* WHAT YOU SHOULD DO
In the records below, begin at the line that has "point(63, 66)" and stop after the line that has "point(72, 331)"; quote those lines verbatim and nothing more.

* WORKING DATA
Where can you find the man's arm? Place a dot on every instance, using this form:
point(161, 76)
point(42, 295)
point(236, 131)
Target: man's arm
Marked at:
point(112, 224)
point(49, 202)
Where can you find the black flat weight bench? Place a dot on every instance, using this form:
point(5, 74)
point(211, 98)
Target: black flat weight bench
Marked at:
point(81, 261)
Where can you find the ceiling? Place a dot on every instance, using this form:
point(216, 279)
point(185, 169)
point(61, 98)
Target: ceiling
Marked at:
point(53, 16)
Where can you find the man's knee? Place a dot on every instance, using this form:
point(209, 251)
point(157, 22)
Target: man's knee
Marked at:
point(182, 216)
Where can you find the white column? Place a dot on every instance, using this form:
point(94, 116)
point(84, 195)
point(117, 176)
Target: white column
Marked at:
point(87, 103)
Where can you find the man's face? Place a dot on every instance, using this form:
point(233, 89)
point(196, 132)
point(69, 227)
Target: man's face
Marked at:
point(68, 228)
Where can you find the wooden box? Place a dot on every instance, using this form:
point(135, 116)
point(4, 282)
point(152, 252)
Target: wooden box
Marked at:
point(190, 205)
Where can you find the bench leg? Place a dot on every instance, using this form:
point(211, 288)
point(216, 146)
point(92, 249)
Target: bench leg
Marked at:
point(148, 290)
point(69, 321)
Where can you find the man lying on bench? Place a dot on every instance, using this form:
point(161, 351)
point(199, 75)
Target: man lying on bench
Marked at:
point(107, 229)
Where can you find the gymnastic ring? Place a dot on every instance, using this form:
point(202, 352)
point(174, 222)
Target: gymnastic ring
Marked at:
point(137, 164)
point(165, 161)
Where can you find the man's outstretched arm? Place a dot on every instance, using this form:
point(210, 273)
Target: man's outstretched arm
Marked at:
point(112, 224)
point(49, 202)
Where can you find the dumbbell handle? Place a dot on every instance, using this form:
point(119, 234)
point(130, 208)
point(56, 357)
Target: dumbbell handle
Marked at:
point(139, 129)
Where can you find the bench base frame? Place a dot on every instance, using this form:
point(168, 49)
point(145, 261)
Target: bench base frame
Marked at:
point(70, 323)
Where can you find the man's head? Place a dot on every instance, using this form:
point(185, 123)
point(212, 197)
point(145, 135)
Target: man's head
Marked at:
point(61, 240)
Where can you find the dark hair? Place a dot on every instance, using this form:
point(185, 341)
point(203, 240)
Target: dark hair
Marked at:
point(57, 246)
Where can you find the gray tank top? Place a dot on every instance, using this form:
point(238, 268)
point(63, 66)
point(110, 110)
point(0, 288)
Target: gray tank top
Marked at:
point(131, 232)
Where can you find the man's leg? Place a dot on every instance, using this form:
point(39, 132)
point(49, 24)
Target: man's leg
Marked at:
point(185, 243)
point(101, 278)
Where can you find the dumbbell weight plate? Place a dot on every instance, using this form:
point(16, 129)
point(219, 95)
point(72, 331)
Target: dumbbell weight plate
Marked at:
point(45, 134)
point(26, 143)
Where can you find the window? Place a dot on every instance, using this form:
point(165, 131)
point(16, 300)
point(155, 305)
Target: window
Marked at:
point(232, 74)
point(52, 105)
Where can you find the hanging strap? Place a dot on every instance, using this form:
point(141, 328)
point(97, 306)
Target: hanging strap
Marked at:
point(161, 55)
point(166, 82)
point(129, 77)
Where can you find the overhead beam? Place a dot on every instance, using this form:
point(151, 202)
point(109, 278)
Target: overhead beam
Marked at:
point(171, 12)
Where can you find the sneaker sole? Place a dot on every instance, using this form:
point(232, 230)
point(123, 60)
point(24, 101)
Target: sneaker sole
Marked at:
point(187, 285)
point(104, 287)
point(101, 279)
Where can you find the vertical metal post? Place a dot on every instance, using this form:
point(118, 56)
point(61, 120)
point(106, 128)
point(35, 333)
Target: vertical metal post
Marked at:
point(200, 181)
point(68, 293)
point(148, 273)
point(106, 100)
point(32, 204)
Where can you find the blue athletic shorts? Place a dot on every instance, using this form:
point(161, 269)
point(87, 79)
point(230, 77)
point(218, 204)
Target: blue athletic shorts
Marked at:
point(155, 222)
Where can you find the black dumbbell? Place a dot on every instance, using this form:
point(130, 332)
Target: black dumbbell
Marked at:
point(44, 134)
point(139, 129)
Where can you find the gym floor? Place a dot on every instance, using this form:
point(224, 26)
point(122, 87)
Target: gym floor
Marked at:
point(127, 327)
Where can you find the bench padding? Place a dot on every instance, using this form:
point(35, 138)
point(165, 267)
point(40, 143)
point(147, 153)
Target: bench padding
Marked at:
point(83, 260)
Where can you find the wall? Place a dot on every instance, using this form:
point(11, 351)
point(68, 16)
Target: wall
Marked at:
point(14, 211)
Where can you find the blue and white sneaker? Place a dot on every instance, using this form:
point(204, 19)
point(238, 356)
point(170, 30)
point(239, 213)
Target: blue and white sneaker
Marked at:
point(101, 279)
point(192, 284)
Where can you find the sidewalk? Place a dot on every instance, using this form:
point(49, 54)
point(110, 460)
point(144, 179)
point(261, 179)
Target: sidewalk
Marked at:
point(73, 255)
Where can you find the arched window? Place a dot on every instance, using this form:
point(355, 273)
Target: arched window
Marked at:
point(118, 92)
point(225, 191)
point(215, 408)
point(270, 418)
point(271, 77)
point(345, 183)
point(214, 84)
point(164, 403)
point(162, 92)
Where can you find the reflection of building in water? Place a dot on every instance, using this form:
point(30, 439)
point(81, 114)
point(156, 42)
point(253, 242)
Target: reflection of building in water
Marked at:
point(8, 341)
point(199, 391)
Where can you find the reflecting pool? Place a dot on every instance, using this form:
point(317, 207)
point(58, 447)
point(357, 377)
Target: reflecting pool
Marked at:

* FINISHED TASK
point(63, 66)
point(110, 110)
point(0, 288)
Target: gray tank top
Marked at:
point(131, 232)
Where can you find the man's leg? Place a dot on every instance, using this form:
point(39, 132)
point(49, 24)
Target: man's leg
Marked at:
point(185, 243)
point(101, 278)
Where can you find the dumbbell weight plate? Place a dot on every instance, using this form:
point(16, 129)
point(219, 95)
point(72, 331)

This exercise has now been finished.